*TEXT SEGMENT*.

Azerbaijani public figure (born 1989)

Arzu Ilham qizi Aliyeva (Arzu İlham qızı Əliyeva, born 23 January 1989) is an Azerbaijani public figure who is the younger daughter of Ilham Aliyev, the president of Azerbaijan.

Aliyeva and her family have substantial wealth stashed in elaborate networks of offshore companies. She and her sister Leyla Aliyeva own Azerfon, one of the largest mobile operators in Azerbaijan through three Panamanian offshore companies. Offshore companies owned by the sisters were also awarded mining rights worth billions of dollars by the Azerbaijan government. They also own PASHA Holding, a conglomerate that has been embroiled in high-level corruption.

==Early life==
Arzu Aliyeva was born on 23 January 1989, in Baku, then Azerbaijan SSR, USSR. She attended high school number 160 in Baku and was also educated in Switzerland and Great Britain, together with her older sister Leyla.

*DATA LISTING*.
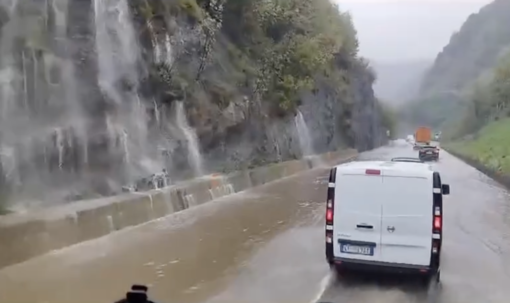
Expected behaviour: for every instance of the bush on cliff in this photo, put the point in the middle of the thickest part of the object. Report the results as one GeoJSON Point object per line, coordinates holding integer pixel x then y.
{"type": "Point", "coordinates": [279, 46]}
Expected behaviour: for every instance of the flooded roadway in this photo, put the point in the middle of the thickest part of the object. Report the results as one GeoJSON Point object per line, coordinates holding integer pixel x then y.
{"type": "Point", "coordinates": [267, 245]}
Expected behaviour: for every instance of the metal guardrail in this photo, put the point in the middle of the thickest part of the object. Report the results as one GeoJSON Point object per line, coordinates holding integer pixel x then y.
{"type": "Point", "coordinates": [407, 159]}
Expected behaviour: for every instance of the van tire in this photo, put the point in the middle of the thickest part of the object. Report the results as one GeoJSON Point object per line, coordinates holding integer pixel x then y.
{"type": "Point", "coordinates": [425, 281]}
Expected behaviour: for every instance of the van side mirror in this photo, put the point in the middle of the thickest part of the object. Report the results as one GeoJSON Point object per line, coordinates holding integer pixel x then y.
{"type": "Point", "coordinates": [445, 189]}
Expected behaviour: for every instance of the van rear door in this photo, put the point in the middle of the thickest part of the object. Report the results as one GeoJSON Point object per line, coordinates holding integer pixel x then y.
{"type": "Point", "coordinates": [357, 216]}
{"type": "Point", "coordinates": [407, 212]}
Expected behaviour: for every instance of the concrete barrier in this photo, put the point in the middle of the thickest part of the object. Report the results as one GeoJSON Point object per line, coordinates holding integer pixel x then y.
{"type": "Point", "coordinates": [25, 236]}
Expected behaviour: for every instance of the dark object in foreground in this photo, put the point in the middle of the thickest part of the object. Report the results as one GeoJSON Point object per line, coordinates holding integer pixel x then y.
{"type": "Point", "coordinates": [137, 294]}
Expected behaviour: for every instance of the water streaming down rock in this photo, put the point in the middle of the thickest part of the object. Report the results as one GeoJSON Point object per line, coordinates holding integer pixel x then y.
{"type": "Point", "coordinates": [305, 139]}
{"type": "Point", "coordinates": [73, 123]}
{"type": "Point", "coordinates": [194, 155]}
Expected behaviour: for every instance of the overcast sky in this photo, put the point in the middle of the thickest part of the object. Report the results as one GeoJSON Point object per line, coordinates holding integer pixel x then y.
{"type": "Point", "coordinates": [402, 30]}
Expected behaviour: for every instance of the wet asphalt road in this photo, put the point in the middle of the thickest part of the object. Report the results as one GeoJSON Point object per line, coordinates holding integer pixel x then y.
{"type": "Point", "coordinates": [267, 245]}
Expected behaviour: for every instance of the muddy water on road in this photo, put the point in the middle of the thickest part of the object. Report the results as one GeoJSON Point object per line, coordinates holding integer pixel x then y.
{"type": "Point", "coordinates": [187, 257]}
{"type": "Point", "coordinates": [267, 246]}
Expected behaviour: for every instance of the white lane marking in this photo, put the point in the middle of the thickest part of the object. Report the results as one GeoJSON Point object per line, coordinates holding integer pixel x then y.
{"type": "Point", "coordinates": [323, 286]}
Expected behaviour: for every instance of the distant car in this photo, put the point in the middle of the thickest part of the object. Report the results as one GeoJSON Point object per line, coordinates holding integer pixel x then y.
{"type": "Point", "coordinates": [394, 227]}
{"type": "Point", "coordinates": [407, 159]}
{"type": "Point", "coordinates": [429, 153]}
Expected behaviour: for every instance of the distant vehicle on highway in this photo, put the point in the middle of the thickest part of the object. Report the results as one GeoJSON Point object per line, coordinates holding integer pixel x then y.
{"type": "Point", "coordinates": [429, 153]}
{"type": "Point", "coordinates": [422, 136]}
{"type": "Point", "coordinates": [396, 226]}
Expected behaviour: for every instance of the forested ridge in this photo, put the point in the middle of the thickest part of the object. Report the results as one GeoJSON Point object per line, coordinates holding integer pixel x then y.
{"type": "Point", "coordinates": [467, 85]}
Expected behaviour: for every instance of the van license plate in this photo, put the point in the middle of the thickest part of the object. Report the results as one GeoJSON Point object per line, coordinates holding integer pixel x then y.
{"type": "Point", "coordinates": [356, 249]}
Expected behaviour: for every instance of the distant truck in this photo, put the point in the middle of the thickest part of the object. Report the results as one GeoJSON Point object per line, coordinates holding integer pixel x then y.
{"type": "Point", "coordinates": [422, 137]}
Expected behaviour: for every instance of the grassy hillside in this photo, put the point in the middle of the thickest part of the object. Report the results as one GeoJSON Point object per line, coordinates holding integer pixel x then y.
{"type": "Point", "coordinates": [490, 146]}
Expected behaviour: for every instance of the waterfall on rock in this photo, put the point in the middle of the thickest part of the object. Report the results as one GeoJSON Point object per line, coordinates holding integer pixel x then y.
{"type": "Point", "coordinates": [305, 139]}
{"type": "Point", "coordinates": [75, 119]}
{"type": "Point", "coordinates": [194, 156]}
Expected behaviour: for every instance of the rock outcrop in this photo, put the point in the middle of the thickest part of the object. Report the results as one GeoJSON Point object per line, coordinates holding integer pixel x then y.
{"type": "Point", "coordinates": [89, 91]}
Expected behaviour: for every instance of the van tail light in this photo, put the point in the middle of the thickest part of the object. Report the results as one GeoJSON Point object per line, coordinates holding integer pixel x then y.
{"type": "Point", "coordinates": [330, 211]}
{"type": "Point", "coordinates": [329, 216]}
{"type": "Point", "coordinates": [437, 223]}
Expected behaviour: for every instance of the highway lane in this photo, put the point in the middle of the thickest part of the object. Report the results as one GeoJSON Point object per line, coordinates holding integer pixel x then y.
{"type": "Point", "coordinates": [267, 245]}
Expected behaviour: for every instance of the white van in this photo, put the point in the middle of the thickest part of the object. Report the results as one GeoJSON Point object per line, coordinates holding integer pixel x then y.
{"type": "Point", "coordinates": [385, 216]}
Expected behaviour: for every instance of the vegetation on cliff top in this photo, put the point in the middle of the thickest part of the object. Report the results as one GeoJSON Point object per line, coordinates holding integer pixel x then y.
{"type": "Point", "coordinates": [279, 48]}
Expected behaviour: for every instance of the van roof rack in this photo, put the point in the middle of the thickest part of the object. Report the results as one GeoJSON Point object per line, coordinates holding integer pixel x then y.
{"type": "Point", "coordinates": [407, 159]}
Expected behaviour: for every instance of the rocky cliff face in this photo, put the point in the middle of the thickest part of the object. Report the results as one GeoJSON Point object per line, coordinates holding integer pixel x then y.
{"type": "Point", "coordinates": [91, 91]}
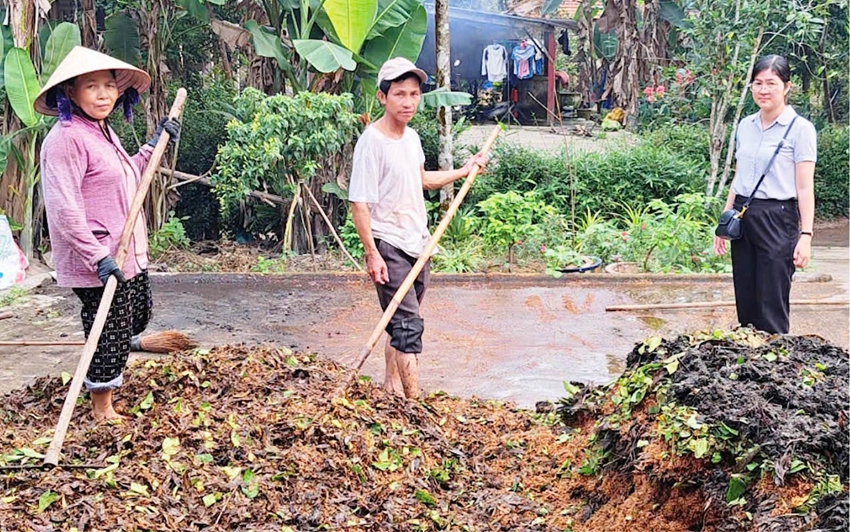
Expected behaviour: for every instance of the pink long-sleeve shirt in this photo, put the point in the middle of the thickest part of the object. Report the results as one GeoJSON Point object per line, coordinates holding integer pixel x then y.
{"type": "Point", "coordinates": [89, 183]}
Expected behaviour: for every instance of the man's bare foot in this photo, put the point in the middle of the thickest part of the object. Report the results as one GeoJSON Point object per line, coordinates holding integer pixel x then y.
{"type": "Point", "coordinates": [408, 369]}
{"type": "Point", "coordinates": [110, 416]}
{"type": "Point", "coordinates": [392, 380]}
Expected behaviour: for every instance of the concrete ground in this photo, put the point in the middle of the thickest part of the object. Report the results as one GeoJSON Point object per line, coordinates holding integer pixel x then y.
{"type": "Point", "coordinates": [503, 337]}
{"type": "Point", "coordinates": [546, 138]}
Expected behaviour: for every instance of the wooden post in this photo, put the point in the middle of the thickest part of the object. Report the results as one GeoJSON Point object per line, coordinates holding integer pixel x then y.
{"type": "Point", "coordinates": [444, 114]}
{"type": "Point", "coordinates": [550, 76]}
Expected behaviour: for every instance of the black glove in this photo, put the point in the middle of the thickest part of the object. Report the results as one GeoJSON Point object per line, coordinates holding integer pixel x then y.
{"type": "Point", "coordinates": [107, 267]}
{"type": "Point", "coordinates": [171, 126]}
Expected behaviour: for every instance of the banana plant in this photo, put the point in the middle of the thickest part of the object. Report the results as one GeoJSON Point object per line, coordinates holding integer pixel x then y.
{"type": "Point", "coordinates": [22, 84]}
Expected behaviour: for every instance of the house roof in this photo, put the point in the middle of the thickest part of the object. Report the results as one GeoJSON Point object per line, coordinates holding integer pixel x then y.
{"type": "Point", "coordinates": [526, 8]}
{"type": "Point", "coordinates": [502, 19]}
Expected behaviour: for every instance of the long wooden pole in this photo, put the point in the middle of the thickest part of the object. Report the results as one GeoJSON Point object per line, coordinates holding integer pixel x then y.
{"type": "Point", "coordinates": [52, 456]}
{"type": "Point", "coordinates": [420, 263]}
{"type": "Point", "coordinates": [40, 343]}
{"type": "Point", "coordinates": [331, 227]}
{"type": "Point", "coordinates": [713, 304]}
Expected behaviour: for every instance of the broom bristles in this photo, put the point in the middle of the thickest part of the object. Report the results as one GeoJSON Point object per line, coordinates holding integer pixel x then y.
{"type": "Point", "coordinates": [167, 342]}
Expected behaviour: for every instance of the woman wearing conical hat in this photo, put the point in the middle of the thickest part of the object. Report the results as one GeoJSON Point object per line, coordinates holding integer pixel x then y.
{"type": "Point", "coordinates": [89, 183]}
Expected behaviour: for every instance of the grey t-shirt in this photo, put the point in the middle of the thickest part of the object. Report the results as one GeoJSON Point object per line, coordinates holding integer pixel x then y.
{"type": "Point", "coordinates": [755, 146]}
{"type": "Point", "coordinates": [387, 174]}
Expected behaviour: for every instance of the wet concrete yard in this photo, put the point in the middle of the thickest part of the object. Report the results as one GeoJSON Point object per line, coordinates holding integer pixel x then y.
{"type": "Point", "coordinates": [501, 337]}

*PROMPT 1*.
Answer the following questions using the text on Arzu Aliyeva.
(a) On what date was Arzu Aliyeva born?
(b) Through what companies do the sisters own Azerfon?
(c) Which school in Baku did Arzu Aliyeva attend?
*PROMPT 2*. Transcribe part of the text on Arzu Aliyeva word for word, beginning at "Arzu Ilham qizi" and stopping after "older sister Leyla.".

*EXPECTED OUTPUT 1*.
(a) 23 January 1989
(b) Three Panamanian offshore companies
(c) High school number 160

*EXPECTED OUTPUT 2*.
Arzu Ilham qizi Aliyeva (Arzu İlham qızı Əliyeva, born 23 January 1989) is an Azerbaijani public figure who is the younger daughter of Ilham Aliyev, the president of Azerbaijan.

Aliyeva and her family have substantial wealth stashed in elaborate networks of offshore companies. She and her sister Leyla Aliyeva own Azerfon, one of the largest mobile operators in Azerbaijan through three Panamanian offshore companies. Offshore companies owned by the sisters were also awarded mining rights worth billions of dollars by the Azerbaijan government. They also own PASHA Holding, a conglomerate that has been embroiled in high-level corruption.

==Early life==
Arzu Aliyeva was born on 23 January 1989, in Baku, then Azerbaijan SSR, USSR. She attended high school number 160 in Baku and was also educated in Switzerland and Great Britain, together with her older sister Leyla.